- ASSIGNED TASK
Repeat the lines from the line with "Target: rear light" to the line with "Target: background truck grille" in the listing below, keeping both end lines and adding nothing.

- SUPPLIED MATERIAL
--
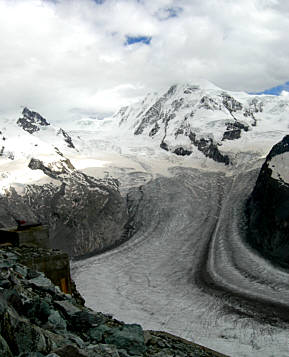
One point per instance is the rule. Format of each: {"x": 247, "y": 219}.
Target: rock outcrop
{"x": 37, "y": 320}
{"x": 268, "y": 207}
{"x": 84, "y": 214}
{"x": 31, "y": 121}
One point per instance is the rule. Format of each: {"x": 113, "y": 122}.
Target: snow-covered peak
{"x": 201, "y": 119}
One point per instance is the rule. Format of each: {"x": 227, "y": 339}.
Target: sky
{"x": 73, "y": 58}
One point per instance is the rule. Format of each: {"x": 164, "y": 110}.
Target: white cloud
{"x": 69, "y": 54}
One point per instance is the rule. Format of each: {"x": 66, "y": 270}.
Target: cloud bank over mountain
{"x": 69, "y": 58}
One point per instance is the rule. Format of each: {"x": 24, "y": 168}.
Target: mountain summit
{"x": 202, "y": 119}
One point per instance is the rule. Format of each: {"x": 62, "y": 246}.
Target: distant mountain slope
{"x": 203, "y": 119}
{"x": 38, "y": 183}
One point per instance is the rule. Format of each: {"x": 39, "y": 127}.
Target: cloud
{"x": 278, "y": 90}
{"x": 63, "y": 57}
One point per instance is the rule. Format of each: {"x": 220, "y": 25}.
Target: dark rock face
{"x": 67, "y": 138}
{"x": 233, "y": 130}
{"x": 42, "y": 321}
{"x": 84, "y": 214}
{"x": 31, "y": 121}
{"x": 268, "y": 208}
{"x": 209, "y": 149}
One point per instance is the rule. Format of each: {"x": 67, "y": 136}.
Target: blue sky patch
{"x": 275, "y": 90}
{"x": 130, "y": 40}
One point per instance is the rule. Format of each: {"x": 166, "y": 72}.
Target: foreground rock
--
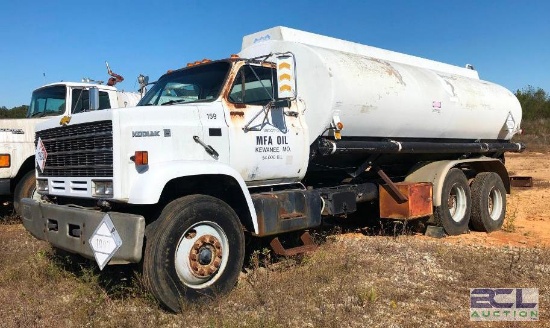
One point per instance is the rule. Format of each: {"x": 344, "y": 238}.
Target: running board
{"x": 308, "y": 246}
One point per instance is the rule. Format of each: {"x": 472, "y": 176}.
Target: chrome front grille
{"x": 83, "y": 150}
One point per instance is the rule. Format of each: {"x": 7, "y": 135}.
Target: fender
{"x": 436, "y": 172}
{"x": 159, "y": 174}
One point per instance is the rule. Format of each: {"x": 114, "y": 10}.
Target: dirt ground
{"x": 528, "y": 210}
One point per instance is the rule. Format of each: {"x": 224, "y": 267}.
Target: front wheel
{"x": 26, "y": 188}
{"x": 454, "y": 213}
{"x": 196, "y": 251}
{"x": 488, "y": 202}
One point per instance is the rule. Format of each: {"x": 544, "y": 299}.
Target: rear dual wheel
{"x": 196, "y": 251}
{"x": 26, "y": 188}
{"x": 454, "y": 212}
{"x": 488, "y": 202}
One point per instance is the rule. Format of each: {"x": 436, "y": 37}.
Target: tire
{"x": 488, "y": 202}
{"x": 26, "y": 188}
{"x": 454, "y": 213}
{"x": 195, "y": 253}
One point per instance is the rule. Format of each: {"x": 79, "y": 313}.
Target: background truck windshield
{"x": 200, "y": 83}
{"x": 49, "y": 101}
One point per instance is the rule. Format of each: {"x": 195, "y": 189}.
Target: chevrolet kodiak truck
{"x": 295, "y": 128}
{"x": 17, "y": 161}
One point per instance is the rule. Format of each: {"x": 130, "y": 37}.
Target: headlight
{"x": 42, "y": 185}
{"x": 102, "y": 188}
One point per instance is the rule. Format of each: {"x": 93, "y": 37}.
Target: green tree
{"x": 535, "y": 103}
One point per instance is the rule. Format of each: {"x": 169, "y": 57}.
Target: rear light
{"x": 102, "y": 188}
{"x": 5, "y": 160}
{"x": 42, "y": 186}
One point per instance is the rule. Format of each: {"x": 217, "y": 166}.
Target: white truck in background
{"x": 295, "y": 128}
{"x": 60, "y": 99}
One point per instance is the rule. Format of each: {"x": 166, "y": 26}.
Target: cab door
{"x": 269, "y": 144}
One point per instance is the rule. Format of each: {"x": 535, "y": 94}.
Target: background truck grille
--
- EXERCISE SOLUTION
Target: rear light
{"x": 102, "y": 188}
{"x": 5, "y": 160}
{"x": 42, "y": 186}
One point per instance is the rule. Format of each: {"x": 217, "y": 166}.
Target: white truck in background
{"x": 295, "y": 128}
{"x": 60, "y": 99}
One point per instance is the rule. Format of each: {"x": 166, "y": 26}.
Target: cab door
{"x": 269, "y": 144}
One point per instance is the rule. Format of each: {"x": 535, "y": 94}.
Target: background truck grille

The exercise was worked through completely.